What you are asked to do:
Where a line holds the word "point", count it, then give only the total for the entries below.

***

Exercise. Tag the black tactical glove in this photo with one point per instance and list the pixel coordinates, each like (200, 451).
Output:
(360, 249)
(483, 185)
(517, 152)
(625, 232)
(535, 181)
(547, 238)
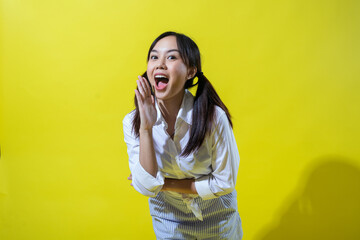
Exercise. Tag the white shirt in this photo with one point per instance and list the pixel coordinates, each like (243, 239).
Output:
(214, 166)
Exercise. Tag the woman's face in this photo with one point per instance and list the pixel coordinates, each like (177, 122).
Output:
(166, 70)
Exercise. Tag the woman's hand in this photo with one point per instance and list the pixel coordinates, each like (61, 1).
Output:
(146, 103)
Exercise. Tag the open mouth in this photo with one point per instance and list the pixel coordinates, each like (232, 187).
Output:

***

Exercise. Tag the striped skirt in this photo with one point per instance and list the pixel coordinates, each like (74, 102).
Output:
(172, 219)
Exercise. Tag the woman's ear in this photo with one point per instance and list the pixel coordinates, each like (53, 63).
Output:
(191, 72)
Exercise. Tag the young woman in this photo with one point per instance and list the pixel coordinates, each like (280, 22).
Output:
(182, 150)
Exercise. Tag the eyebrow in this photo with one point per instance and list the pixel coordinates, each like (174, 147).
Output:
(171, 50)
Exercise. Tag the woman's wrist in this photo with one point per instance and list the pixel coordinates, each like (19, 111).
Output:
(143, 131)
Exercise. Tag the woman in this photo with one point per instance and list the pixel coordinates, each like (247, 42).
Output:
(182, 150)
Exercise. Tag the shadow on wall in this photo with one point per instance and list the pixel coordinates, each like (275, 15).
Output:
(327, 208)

***

Solution to the exercise:
12